SÉRIE DE TÂCHES:
- a) Dans le texte sur l'accord céréalier en mer Noire, relevez les quatre parties signataires de cet accord.
- b) D'après le texte sur l'accord céréalier en mer Noire, quelle part des exportations mondiales de blé la Russie et l'Ukraine concentraient-elles avant le début de la guerre ?
- c) Poursuivez le texte sur l'accord céréalier en mer Noire à partir de sa dernière phrase.

EXTRAIT:
===============

Le renouvellement de l’accord sur le transport de céréales en mer Noire mi-mars dernier ne suffira pas à réduire les tensions sur les marchés mondiaux, estime l’assureur-crédit Coface dans une note publiée le 5 avril. Alors que la réduction de l’offre menace la sécurité alimentaire de pays d’Afrique et d’Asie, l’afflux de céréales ukrainiennes bon marché en Europe centrale provoque le mécontentement des producteurs locaux.
Un répit supplémentaire de deux mois, mais pas une solution durable. Telle est, en résumé, l’analyse par Coface de l’accord sur les céréales en mer Noire, conclu en juillet 2022 sous l’égide de la Turquie et des Nations Unies par la Russie et l’Ukraine, deux pays qui à eux seuls concentraient 25 % des exportations mondiales de blé avant le début de la guerre.
Objectif de cette initiative : instaurer un corridor maritime malgré le blocus naval décrété par la Russie et, en réaction, l’installation par l’Ukraine de mines au large de ses ports. Un centre de coordination conjointe (CCC) accueillant des représentants des quatre parties signataires a été créé à Istanbul afin d’inspecter les cargaisons des navires, à l’aller comme au retour.

===============

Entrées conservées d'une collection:
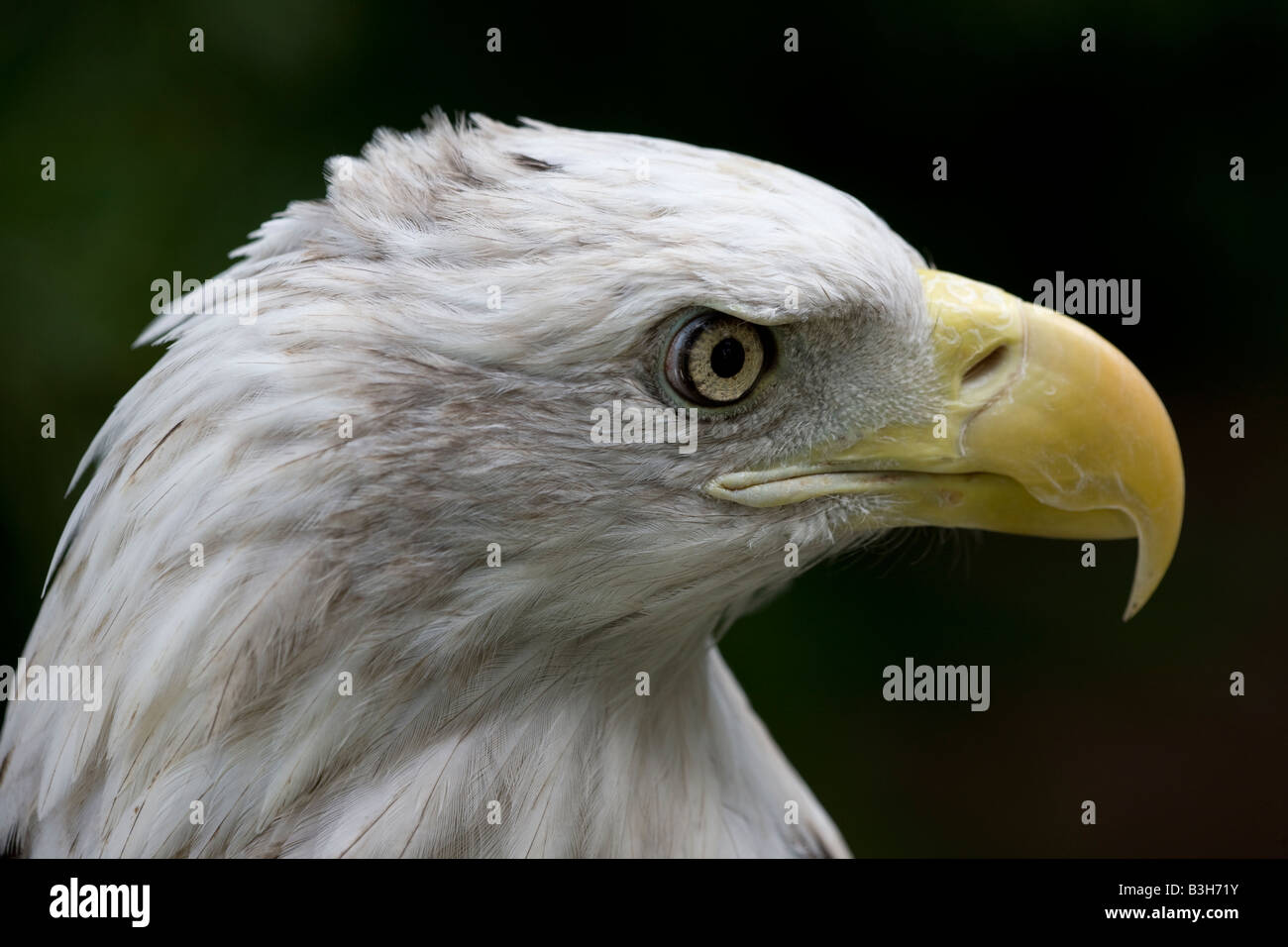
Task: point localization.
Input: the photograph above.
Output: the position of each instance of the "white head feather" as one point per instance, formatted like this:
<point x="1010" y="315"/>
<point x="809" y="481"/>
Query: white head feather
<point x="366" y="554"/>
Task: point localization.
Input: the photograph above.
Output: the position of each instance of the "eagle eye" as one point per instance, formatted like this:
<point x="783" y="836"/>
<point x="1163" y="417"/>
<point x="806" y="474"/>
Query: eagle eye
<point x="715" y="359"/>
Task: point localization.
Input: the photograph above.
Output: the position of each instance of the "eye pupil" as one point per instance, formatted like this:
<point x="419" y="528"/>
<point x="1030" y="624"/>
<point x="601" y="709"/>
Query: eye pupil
<point x="716" y="359"/>
<point x="728" y="357"/>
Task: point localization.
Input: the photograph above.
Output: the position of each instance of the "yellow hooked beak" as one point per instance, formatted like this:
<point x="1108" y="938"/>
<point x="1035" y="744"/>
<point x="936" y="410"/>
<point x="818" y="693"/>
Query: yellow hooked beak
<point x="1041" y="428"/>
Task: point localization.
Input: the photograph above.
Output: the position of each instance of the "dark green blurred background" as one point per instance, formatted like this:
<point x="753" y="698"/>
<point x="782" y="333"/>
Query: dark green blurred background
<point x="1111" y="165"/>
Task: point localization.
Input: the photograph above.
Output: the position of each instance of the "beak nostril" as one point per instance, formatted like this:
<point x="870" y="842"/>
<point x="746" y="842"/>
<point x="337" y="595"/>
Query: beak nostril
<point x="984" y="367"/>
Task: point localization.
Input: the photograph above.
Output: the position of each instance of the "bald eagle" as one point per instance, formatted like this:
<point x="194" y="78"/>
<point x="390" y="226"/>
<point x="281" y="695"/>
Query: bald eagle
<point x="361" y="581"/>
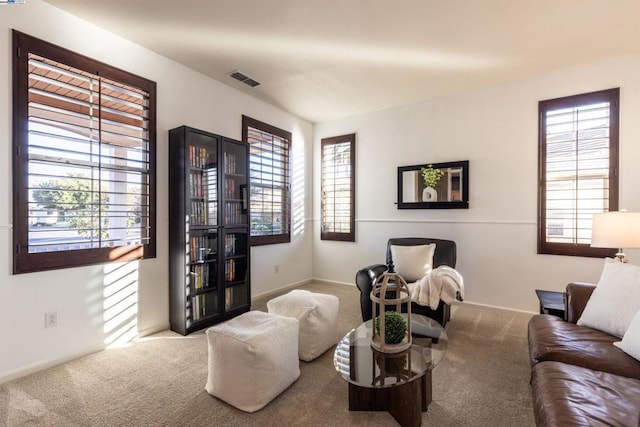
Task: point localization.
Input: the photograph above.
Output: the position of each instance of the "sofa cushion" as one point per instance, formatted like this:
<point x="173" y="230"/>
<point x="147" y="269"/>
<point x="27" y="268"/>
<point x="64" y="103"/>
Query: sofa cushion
<point x="615" y="300"/>
<point x="567" y="395"/>
<point x="630" y="343"/>
<point x="553" y="339"/>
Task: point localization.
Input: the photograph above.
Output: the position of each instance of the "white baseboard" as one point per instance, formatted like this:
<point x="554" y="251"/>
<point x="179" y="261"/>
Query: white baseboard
<point x="154" y="329"/>
<point x="40" y="366"/>
<point x="279" y="290"/>
<point x="494" y="306"/>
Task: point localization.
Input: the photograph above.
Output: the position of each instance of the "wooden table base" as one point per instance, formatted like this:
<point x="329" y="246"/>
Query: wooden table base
<point x="404" y="402"/>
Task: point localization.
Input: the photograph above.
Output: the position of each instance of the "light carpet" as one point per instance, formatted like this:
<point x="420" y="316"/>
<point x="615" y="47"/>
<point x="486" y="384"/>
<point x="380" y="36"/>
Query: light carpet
<point x="159" y="381"/>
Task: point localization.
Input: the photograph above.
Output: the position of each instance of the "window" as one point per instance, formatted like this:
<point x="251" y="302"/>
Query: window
<point x="578" y="170"/>
<point x="84" y="160"/>
<point x="338" y="188"/>
<point x="269" y="195"/>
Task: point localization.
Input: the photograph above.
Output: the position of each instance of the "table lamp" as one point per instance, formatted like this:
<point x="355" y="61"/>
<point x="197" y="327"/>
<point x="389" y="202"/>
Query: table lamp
<point x="620" y="229"/>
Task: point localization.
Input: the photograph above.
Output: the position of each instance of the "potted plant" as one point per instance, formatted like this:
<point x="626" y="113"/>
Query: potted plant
<point x="395" y="327"/>
<point x="430" y="177"/>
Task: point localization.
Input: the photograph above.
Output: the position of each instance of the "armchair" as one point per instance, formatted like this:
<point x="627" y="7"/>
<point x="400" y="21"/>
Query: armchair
<point x="445" y="254"/>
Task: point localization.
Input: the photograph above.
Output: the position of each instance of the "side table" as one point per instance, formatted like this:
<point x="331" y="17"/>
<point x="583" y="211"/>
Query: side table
<point x="551" y="302"/>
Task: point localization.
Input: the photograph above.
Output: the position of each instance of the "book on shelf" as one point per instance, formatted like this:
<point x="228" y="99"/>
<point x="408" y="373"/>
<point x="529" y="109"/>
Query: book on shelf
<point x="230" y="270"/>
<point x="229" y="163"/>
<point x="233" y="213"/>
<point x="230" y="244"/>
<point x="197" y="157"/>
<point x="228" y="298"/>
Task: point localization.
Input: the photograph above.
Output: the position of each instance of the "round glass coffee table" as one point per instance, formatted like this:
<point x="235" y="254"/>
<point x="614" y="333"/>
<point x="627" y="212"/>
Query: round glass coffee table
<point x="399" y="383"/>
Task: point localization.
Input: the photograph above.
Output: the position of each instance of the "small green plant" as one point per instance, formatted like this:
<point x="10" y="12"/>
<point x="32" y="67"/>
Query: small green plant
<point x="431" y="176"/>
<point x="395" y="327"/>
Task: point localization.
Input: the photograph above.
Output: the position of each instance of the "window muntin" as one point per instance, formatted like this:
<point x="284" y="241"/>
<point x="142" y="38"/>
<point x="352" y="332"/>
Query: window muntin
<point x="269" y="194"/>
<point x="338" y="188"/>
<point x="578" y="170"/>
<point x="84" y="163"/>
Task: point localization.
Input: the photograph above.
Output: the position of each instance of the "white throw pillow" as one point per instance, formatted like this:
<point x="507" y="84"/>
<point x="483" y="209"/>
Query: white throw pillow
<point x="615" y="300"/>
<point x="413" y="262"/>
<point x="630" y="343"/>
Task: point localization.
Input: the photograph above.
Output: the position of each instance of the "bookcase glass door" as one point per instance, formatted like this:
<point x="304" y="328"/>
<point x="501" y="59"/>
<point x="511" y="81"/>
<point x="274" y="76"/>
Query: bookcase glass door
<point x="235" y="184"/>
<point x="209" y="267"/>
<point x="203" y="184"/>
<point x="236" y="269"/>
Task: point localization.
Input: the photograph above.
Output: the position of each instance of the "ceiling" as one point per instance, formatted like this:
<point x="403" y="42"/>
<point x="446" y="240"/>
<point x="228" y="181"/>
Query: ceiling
<point x="328" y="59"/>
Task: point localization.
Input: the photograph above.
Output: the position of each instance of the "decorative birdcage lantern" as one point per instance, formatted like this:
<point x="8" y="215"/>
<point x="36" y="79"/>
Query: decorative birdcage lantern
<point x="391" y="331"/>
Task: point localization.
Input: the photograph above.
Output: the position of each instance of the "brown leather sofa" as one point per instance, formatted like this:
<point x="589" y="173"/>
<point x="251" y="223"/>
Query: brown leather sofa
<point x="578" y="377"/>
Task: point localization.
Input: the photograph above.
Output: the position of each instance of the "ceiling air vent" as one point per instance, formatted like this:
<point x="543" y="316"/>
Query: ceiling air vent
<point x="244" y="79"/>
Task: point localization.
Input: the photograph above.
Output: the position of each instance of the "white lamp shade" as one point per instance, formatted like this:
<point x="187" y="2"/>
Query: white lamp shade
<point x="616" y="230"/>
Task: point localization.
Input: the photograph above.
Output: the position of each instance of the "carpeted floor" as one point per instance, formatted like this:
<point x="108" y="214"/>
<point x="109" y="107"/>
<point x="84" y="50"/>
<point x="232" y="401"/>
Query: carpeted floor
<point x="159" y="381"/>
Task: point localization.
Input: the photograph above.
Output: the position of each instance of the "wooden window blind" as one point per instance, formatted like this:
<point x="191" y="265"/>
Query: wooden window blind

===============

RÉPONSES PAR TÂCHE:
- a) La Turquie, les Nations Unies, la Russie et l'Ukraine.

- b) 25 %.

- c)
30 % des cargos ont pour destination des pays émergents
Âprement négocié, cet accord a permis d’exporter les 25 millions de tonnes de blé, mais aussi d’orge, de maïs et d’oléagineux stockés dans les ports ukrainiens. Des livraisons particulièrement attendues par des pays menacés d’insécurité alimentaire. Selon les données du CCC, 30 % des cargos avaient en effet pour destination « des pays à faibles revenus ou à revenus intermédiaires inférieurs », notamment d’Afrique de l’Ouest qui représentent 17 % des livraisons.
Cependant, selon Coface, l’extension de cet accord « apporte une bouffée d’air aux marchés mais elle ne résout pas les problèmes d’approvisionnement à long terme ». Les flux maritimes en mer Noire, essentiels aux expéditions de céréales, demeurent en effet inférieurs de moitié à leur niveau d’avant-guerre. « La réduction de la disponibilité des céréales pèse fortement sur certains pays très dépendants des importations notamment en Afrique de l’Ouest, en Asie du Sud-Est, et en Asie centrale », observe l’assureur-crédit.
Un approvisionnement trop faible et des cours toujours au plus haut
Aux problèmes d’acheminement s’ajoute celui de l’approvisionnement. L’Ukraine a en effet vu ses surfaces cultivées diminuer de 25 % en 2022, selon l’Association ukrainienne des céréales (UGA), et malgré le renouvellement de l’accord sur les céréales en mer Noire, le risque de rupture d’approvisionnement de certains pays est toujours présent.
De plus, la faiblesse de l’offre fait grimper les prix des denrées alimentaires. « L’indice des prix alimentaires de la FAO qui a atteint sa valeur la plus élevée depuis 2011 en mai dernier s’est d’ailleurs stabilisé à un niveau élevé », rappelle Coface.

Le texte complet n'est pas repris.